===== Data provided
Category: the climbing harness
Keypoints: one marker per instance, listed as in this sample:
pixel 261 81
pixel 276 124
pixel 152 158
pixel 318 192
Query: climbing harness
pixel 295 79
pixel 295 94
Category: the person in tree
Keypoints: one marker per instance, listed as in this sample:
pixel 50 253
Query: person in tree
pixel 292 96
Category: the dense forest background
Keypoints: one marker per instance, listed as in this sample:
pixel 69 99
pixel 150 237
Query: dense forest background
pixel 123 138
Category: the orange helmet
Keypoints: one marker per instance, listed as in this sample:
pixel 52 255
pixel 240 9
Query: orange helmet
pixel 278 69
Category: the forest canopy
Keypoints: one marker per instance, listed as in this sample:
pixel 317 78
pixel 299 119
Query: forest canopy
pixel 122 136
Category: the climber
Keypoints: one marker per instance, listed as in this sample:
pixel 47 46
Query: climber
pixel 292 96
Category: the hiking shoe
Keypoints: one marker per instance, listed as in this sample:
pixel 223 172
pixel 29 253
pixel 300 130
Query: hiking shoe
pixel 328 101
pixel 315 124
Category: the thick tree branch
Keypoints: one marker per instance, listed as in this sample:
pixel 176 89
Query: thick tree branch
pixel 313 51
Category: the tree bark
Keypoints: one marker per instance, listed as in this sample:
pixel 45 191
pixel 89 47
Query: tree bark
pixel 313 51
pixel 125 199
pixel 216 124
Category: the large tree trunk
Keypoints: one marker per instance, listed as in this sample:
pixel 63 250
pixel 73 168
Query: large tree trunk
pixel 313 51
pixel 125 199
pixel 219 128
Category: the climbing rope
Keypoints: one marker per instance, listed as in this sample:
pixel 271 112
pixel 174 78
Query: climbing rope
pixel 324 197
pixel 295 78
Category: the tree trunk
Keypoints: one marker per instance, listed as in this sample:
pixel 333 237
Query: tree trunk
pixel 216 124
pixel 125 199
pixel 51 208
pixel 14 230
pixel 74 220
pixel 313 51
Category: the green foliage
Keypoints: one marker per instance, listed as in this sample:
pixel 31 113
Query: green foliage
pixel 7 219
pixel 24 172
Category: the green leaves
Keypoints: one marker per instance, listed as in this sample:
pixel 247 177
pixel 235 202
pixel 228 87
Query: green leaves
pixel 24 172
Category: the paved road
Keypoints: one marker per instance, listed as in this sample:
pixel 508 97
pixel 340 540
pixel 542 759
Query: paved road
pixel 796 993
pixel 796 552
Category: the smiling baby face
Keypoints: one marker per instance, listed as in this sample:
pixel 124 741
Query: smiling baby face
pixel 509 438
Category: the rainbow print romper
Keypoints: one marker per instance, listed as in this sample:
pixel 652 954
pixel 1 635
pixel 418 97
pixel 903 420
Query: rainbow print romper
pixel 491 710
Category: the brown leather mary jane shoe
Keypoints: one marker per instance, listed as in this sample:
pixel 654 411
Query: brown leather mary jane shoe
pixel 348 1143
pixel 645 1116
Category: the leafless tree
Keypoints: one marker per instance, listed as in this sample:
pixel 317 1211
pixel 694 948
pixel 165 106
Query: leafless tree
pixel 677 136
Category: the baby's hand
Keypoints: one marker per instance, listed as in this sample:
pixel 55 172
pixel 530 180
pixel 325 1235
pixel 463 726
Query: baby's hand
==========
= Requirements =
Write out all the entries above again, substituting "Target" for every "Query" and leaving everything else unchanged.

= The reply =
Category: the climbing harness
Keypoints: one marker per instance, listed as in this sample:
pixel 261 81
pixel 276 124
pixel 152 158
pixel 318 192
Target: climbing harness
pixel 295 79
pixel 295 94
Category: the person in tree
Keypoints: one marker per instance, listed as in this sample:
pixel 50 253
Target: person in tree
pixel 292 96
Category: the dense forest background
Keypoints: one marker per instance, listed as in this sample:
pixel 69 99
pixel 150 237
Target: dense forest background
pixel 123 138
Category: the orange helmet
Keypoints: one marker per instance, listed as in this sample:
pixel 52 255
pixel 240 9
Target: orange helmet
pixel 278 69
Category: the forest canopy
Keypoints: one marker per instance, listed as in this sample:
pixel 317 78
pixel 299 119
Target: forest canopy
pixel 122 136
Category: the climber
Keypoints: one marker per instance, listed as in this sample:
pixel 47 46
Target: climber
pixel 292 96
Category: the hiking shoe
Keypoints: one marker per instance, listed as in this sample:
pixel 223 172
pixel 29 253
pixel 300 130
Target: hiking shoe
pixel 328 101
pixel 315 124
Category: the thick tree branch
Keypoints: one marker per instance, listed as in this sample:
pixel 176 89
Target: thick tree branch
pixel 313 51
Category: the tree bark
Keypoints: one marker per instance, listed as in this sample:
pixel 45 191
pixel 89 47
Target: tree bark
pixel 313 51
pixel 125 199
pixel 216 124
Category: the large tree trunk
Keypoints: one marker per instance, listed as in this sample:
pixel 63 250
pixel 73 168
Target: large tree trunk
pixel 313 51
pixel 125 199
pixel 219 128
Category: the climbing rope
Keypoints: one marker per instance, listed as in this sample:
pixel 271 112
pixel 174 78
Target: climbing rope
pixel 324 197
pixel 295 78
Category: the tree trunk
Keypoints: one marker per instance, listed as in this sample:
pixel 333 237
Target: tree trunk
pixel 216 124
pixel 125 199
pixel 51 208
pixel 14 230
pixel 74 220
pixel 313 51
Category: the green foliage
Keypoints: one marker per instance, listed as in this sample:
pixel 31 113
Target: green foliage
pixel 7 219
pixel 24 172
Category: the green leaves
Keypoints: one marker per instance, listed as in this sample:
pixel 247 177
pixel 235 202
pixel 228 87
Target: green leaves
pixel 24 172
Category: the paved road
Keypoints: one marker per instance, listed as in this sample:
pixel 508 97
pixel 340 540
pixel 542 759
Target: paved road
pixel 796 993
pixel 796 552
Category: the smiling baby face
Keypoints: one marker per instance, listed as in this sample:
pixel 124 741
Target: smiling baby face
pixel 509 438
Category: the rainbow print romper
Keypoints: one marker per instance, listed as in this sample:
pixel 652 954
pixel 1 635
pixel 418 97
pixel 903 420
Target: rainbow print romper
pixel 491 710
Category: the brown leather mary jane shoe
Keypoints: one marker per instance, listed as in this sample:
pixel 654 411
Target: brown leather mary jane shoe
pixel 348 1143
pixel 645 1116
Category: the leafless tree
Keypoints: one marker per instance, listed as in this sample:
pixel 317 1211
pixel 694 948
pixel 165 106
Target: leafless tree
pixel 677 136
Category: the baby's hand
Keypoints: one marker per instance, listed as in this sample:
pixel 55 172
pixel 530 180
pixel 325 1235
pixel 463 726
Target: baby's hand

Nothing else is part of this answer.